— Start Excerpt to read —
Chairman of the Supreme Soviet of the Azerbaijan SSR
- In office March 25, 1959 – November 25, 1959
- Preceded by: Mirza Ibrahimov
- Succeeded by: Ali Taghizade

Personal details
- Born: May 25, 1920 Ganja, Ganja uezd, Azerbaijan SSR
- Died: unknown
- Party: All-Union Communist (Bolshevik) Party

= Gazanfar Jafarli =

Gazanfar Musa oghlu Jafarli (Qəzənfər Musa oğlu Cəfərli, May 25, 1920 — unknown) was an Azerbaijani-Soviet statesman and party figure, chairman of the Supreme Soviet of the Azerbaijan SSR.

== Biography ==
Gazanfar Jafarli was born in 1920 in Ganja. After graduating from high school in 1937, Gazanfar Jafarli was admitted to the faculty of physics and mathematics of the Azerbaijan State University, where he graduated in 1941. During his studies, he also worked as a teacher in Baku schools. He received the degree of Candidate of Technical Sciences, the title of associate professor.
— End Excerpt to read —
— Start Listed entries —
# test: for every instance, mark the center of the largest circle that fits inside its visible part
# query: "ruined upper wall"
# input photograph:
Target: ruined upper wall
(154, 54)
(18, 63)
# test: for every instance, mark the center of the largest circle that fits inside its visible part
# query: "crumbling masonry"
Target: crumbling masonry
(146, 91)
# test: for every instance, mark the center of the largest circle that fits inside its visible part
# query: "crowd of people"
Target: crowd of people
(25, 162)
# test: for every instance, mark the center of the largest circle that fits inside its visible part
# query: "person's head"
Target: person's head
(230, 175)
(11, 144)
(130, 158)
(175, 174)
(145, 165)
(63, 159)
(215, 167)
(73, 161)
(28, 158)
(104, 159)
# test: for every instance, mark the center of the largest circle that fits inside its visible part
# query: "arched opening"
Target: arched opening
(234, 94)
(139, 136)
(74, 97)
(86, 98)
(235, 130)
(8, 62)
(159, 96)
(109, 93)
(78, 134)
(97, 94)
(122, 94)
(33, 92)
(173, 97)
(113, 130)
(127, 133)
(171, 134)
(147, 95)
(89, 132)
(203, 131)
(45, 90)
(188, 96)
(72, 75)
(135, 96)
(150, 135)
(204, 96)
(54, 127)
— End Listed entries —
— Start Listed entries —
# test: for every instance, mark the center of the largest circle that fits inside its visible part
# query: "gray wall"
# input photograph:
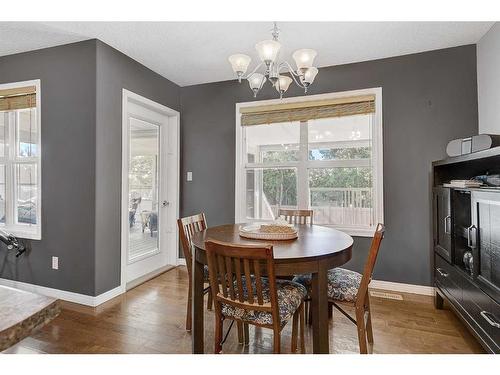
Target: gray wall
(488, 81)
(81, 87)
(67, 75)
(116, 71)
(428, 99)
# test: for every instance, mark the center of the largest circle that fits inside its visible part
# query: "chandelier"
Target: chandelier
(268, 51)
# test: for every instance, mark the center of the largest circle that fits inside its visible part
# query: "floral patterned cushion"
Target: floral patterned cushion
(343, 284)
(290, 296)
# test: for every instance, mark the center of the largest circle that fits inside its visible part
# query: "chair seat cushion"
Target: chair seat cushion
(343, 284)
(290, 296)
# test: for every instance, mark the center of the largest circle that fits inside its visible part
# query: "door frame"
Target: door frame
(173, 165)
— End Listed entries —
# [Exercises to complete]
**a.** List every year that appears in the Biography section of the Gazanfar Jafarli article.
**b.** Answer these questions using the Gazanfar Jafarli article:
(i) Who preceded him as chairman of the Supreme Soviet of the Azerbaijan SSR?
(ii) Which faculty admitted him at the Azerbaijan State University?
(iii) Which party is he listed under?
**c.** From the Gazanfar Jafarli article, return everything from "Gazanfar Musa oghlu" down to "of associate professor.", copied word for word.

# [Answers below]
**a.**
1920
1937
1941

**b.**
(i) Mirza Ibrahimov
(ii) The faculty of physics and mathematics
(iii) The All-Union Communist (Bolshevik) Party

**c.**
Gazanfar Musa oghlu Jafarli (Qəzənfər Musa oğlu Cəfərli, May 25, 1920 — unknown) was an Azerbaijani-Soviet statesman and party figure, chairman of the Supreme Soviet of the Azerbaijan SSR.

== Biography ==
Gazanfar Jafarli was born in 1920 in Ganja. After graduating from high school in 1937, Gazanfar Jafarli was admitted to the faculty of physics and mathematics of the Azerbaijan State University, where he graduated in 1941. During his studies, he also worked as a teacher in Baku schools. He received the degree of Candidate of Technical Sciences, the title of associate professor.